## EXERCISE REQUIREMENTS
All lines holding the string "jacket" should be copied from the data below.

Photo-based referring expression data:

-------

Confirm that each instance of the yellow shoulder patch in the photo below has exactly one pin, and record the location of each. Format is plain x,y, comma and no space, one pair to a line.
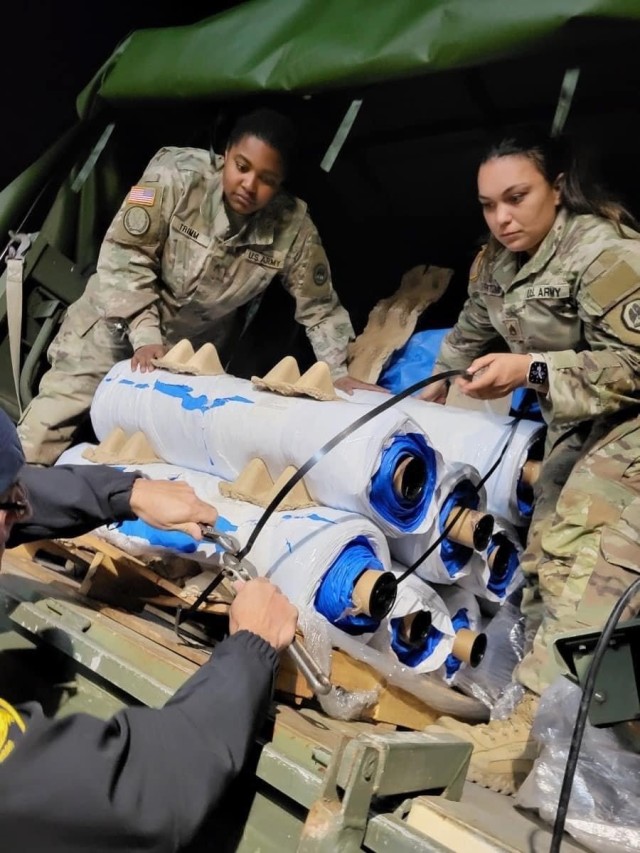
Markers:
11,727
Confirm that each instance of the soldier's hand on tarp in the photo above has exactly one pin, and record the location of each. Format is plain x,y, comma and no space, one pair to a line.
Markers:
261,608
495,375
436,392
348,384
171,505
142,357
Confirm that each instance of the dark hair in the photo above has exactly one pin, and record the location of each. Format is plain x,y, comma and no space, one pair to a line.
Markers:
271,127
561,165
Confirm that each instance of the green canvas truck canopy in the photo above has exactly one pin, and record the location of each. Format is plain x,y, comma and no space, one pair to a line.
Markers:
311,45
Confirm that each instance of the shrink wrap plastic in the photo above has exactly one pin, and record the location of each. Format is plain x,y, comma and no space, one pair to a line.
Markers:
295,549
477,439
488,583
217,424
449,561
415,595
465,613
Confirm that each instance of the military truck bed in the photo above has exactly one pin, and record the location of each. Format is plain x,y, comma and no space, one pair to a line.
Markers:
319,784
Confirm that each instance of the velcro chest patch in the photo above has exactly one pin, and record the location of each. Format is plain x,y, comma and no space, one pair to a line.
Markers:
190,232
263,260
548,291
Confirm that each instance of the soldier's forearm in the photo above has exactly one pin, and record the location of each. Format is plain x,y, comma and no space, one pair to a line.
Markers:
144,329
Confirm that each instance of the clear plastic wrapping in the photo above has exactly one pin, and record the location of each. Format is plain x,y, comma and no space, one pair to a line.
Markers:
604,809
492,681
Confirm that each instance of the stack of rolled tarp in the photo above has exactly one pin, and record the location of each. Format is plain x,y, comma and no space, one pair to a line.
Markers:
479,439
463,525
330,559
466,619
418,630
495,573
386,470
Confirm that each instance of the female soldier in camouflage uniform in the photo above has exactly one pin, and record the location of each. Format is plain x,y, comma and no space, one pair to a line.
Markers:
194,240
559,284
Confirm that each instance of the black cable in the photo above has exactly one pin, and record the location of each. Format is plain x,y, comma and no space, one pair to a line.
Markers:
581,718
308,465
432,547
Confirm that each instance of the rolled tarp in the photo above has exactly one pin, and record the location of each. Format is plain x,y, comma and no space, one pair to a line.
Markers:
386,470
469,646
318,556
418,630
450,560
496,572
478,439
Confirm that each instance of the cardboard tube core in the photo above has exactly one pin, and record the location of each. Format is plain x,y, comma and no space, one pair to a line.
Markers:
531,472
409,478
374,593
469,646
470,527
415,627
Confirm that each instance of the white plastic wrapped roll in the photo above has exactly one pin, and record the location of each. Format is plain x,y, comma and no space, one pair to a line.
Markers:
496,573
477,439
467,622
295,549
424,646
218,424
449,561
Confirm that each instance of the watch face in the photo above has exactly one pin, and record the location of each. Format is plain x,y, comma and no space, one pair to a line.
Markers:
538,373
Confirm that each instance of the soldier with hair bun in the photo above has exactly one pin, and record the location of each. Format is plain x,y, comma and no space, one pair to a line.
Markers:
194,240
558,287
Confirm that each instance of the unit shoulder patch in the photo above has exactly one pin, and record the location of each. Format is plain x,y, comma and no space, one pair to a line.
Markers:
136,220
320,274
631,315
142,195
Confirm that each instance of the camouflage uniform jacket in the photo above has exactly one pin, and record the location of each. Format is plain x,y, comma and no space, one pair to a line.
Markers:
576,302
170,266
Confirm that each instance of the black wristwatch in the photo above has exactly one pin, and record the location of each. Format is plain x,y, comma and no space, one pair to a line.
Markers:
538,377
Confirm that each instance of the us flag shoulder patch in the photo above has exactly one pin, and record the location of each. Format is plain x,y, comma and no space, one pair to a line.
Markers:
142,195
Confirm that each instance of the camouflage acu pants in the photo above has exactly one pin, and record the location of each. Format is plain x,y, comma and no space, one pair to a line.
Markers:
84,350
583,552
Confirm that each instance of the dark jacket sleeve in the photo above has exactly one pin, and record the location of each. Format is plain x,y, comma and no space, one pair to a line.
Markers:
69,500
147,778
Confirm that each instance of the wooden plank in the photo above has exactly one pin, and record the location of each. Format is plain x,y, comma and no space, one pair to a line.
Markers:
394,705
120,578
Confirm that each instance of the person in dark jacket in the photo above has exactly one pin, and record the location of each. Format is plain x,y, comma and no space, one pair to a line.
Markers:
146,779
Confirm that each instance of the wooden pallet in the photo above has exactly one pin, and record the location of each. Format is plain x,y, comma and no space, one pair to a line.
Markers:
118,578
123,587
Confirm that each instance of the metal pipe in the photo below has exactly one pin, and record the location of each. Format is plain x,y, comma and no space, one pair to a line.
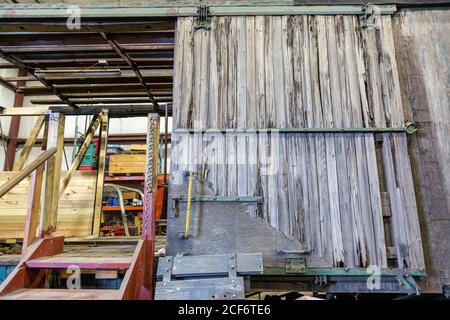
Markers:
14,126
165,191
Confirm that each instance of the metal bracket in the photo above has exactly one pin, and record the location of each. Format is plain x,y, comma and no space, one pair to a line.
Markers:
205,277
410,127
295,265
321,281
203,19
371,14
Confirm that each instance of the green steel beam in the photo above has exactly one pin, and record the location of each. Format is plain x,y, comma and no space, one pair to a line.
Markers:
353,272
17,11
207,198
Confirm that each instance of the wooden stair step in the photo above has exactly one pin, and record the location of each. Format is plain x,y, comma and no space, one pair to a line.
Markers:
63,261
62,294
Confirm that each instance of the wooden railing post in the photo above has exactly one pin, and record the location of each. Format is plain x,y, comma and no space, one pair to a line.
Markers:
55,138
100,172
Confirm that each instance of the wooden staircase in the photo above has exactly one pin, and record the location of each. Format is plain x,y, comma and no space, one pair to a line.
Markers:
29,280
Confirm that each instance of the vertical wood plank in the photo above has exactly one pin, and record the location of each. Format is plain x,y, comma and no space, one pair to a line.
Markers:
100,172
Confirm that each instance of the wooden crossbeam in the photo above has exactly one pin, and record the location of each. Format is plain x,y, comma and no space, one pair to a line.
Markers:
18,165
11,183
50,87
85,48
24,111
79,157
106,101
133,65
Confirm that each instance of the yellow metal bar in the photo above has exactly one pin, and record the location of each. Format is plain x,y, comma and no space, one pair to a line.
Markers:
188,210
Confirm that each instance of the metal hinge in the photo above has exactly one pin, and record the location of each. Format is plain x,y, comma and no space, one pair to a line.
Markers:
295,265
371,16
409,284
203,19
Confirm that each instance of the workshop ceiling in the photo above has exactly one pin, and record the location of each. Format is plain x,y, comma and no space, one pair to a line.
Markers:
106,62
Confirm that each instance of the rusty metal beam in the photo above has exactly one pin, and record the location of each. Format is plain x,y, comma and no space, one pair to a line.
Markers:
50,87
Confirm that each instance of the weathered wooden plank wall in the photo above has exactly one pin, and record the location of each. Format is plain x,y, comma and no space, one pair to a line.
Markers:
423,47
301,72
75,210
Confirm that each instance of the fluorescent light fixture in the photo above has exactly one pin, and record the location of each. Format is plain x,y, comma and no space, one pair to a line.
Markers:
81,73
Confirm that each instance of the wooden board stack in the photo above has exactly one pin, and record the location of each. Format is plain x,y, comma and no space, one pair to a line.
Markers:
76,207
323,189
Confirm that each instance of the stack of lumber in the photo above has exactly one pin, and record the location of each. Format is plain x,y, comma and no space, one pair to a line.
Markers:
75,213
123,163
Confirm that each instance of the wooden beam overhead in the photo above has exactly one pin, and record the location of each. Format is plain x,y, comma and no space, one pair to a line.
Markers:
122,110
105,100
87,25
132,64
93,88
74,75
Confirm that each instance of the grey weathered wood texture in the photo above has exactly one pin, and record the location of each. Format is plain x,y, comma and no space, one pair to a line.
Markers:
423,47
323,190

-------

## REPLY TO THE EXERCISE
Confirm that each instance of the camouflage uniform jacket in the photo above has exactly one pin, and record the location of each. Format is plain x,y, comma and no space, one pair to a line.
Confirm that each instance of the dark jacket sleeve in the photo above has exactly one pin, and record the location of each. Format is plain x,y, comma and no space, one pair to a line.
Confirm that each instance of the person in dark jacket in the photo above has exactly one pin, and record the location of each. Format is plain x,y, comma and no space, one pair to a line.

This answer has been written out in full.